* Dataset rows *

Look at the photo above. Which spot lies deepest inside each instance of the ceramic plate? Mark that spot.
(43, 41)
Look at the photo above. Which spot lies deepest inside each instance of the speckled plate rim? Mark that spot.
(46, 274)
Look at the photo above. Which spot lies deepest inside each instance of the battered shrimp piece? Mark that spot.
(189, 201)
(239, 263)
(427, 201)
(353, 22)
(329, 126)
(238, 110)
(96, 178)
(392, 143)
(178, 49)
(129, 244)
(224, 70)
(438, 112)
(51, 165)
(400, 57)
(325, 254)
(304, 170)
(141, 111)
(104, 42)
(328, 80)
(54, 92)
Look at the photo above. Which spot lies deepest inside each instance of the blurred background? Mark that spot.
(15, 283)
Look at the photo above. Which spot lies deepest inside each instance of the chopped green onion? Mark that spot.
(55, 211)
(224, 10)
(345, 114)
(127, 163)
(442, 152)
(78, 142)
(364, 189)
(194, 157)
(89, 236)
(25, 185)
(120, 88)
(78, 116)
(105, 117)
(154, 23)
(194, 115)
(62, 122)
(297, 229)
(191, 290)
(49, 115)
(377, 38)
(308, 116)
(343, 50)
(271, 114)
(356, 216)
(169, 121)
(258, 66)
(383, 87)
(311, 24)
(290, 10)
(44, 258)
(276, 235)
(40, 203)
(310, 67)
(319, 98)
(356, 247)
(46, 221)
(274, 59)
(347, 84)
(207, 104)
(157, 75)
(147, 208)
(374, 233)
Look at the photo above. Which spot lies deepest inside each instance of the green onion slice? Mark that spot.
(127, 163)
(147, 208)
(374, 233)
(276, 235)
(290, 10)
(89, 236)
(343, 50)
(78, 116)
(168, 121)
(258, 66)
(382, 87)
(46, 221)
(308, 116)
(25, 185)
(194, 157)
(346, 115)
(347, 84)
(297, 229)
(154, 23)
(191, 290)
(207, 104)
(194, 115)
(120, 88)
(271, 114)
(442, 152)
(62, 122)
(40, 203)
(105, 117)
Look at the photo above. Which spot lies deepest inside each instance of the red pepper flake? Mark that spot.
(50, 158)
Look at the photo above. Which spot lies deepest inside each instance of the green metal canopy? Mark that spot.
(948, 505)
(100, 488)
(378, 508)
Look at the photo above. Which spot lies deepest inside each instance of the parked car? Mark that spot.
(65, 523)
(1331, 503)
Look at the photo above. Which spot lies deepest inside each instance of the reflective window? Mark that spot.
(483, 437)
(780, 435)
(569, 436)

* What is expected *
Copy the data above in full, character for character.

* Response to the task *
Look at the photo above. Which spot lies deepest inside each instance of the ceramic plate? Mark that spot.
(43, 41)
Look at the photo above. Which spot lies deepest inside each instance of the speckled plate rim? Mark that spot.
(46, 274)
Look at the photo above. Which spot lies deepest inside each instance of the battered shrimp piece? Mark that spot.
(189, 201)
(239, 263)
(427, 201)
(353, 22)
(329, 126)
(238, 110)
(96, 178)
(392, 143)
(178, 49)
(129, 244)
(224, 70)
(438, 112)
(51, 165)
(400, 57)
(325, 254)
(304, 170)
(141, 111)
(104, 42)
(328, 80)
(54, 92)
Look at the photo above. Which spot lies deepest inside each instance of the blurred background? Mark that spot.
(15, 283)
Look at the photo above. Which spot lies deepest inside each instance of the chopped green onion? Mark that spot.
(55, 211)
(224, 10)
(345, 114)
(127, 163)
(442, 152)
(78, 142)
(364, 189)
(194, 157)
(89, 236)
(25, 185)
(120, 88)
(78, 116)
(105, 117)
(154, 23)
(194, 115)
(62, 122)
(297, 229)
(191, 290)
(49, 115)
(377, 38)
(308, 116)
(343, 50)
(271, 114)
(356, 216)
(169, 121)
(258, 66)
(383, 87)
(311, 24)
(290, 10)
(44, 258)
(276, 235)
(40, 203)
(310, 67)
(319, 98)
(356, 247)
(46, 221)
(274, 59)
(347, 84)
(207, 104)
(157, 75)
(147, 208)
(374, 233)
Look at the photo above. Which spot lies deepest inside each instance of the green onion slice? Mark that spot.
(127, 163)
(147, 208)
(374, 233)
(276, 235)
(290, 10)
(89, 236)
(343, 50)
(78, 116)
(168, 121)
(258, 66)
(382, 87)
(46, 221)
(308, 116)
(25, 185)
(194, 157)
(346, 115)
(347, 84)
(297, 229)
(154, 23)
(191, 290)
(207, 104)
(194, 115)
(120, 88)
(271, 114)
(442, 152)
(62, 122)
(40, 203)
(105, 117)
Look at the photo above. Which spot lies deepest inside each instance of the red pepper flake? Mark that spot.
(50, 158)
Look at the photo above. Which spot lies deepest inside each instance of the green metal canopy? Mark that spot.
(948, 505)
(100, 488)
(378, 508)
Look at the photo above. Which spot lies deepest inside each instance of the parked car? Mark that spot.
(65, 523)
(1331, 503)
Look at the photo above. Which spot lies deepest inside each instance of the reflective window? Mark that spot.
(483, 437)
(780, 435)
(569, 436)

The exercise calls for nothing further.